§ Goal of the exercise
Report each line of the records below that holds the word "Task".

Referring expression data:
§

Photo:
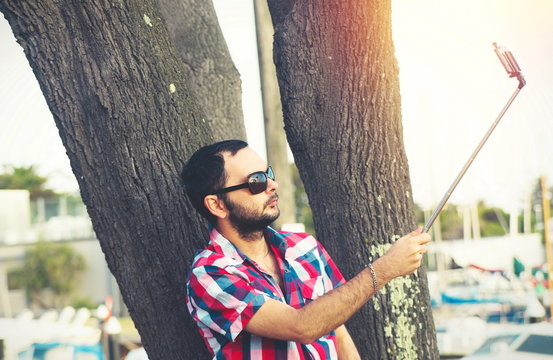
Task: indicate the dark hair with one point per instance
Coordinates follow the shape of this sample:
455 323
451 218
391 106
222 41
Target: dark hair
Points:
204 173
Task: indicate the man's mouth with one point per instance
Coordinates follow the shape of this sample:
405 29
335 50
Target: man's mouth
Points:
273 201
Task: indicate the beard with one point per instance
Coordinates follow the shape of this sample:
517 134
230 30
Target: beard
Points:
249 222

§

§ Answer below
Task: indicate the dark hair with one point per instance
Task: indicate the man's mouth with one point per instance
Task: indicate the beard with one point per instance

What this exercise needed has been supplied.